> [TASK SET]
1) Reproduce the passage about Samuel Lightfoot Flournoy from "Samuel Lightfoot Flournoy" up to and including "nomination in 1900.".
2) Answer these questions on the passage about Samuel Lightfoot Flournoy:
(a) Which district did he represent in the West Virginia Senate?
(b) In what year did he relocate to Romney, West Virginia?
(c) For how many years did he teach school while studying law?
3) List every company or bank of which Samuel Lightfoot Flournoy was an incorporator, according to the passage about him.

Samuel Lightfoot Flournoy (November 25, 1846 – January 28, 1904) was an American lawyer, politician, and businessperson in the U.S. state of West Virginia. Flournoy served as a state senator representing the 12th Senatorial District in the West Virginia Senate (1885–1890) and served three terms as mayor of Romney, West Virginia. Flournoy unsuccessfully ran as a candidate for the West Virginia Democratic Party gubernatorial nomination in 1900.
Flournoy was born in 1846 in Chesterfield County, Virginia. In 1863, during the American Civil War, he enlisted as a private in the Confederate States Army and served until the war's end in 1865. After graduating from Hampden–Sydney College in 1868, Flournoy taught school for four years while studying law. In 1870 he relocated to Romney, West Virginia, where he served as principal of the Potomac Academy. He was admitted to the bar in 1873, and afterward served on the Board of Regents for the West Virginia Schools for the Deaf and Blind (1876–1880). During his second term in the West Virginia Senate, Flournoy relocated to Charleston to practice law. He also engaged in several business ventures and was an incorporator of the Bank of Romney, the Tug and Guyandotte Railroad Company, the Bradford Building Company, the White Oak Mining Company, and the West Construction Company. Flournoy served on the Board of Trustees of Hampden–Sydney College from 1892 until his death in 1904.

> [COLLECTED DATA]
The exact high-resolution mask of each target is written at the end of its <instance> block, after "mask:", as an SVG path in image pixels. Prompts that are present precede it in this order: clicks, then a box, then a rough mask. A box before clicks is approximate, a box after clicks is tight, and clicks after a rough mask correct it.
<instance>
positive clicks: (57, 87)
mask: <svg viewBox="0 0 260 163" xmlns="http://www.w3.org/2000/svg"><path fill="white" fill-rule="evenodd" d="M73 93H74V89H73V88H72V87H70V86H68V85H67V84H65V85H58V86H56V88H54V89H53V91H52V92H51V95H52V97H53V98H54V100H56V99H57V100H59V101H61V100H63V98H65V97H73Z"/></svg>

> [RESPONSES IN ORDER]
1)
Samuel Lightfoot Flournoy (November 25, 1846 – January 28, 1904) was an American lawyer, politician, and businessperson in the U.S. state of West Virginia. Flournoy served as a state senator representing the 12th Senatorial District in the West Virginia Senate (1885–1890) and served three terms as mayor of Romney, West Virginia. Flournoy unsuccessfully ran as a candidate for the West Virginia Democratic Party gubernatorial nomination in 1900.

2)
(a) The 12th Senatorial District
(b) 1870
(c) Four years

3)
- Bank of Romney
- Tug and Guyandotte Railroad Company
- Bradford Building Company
- White Oak Mining Company
- West Construction Company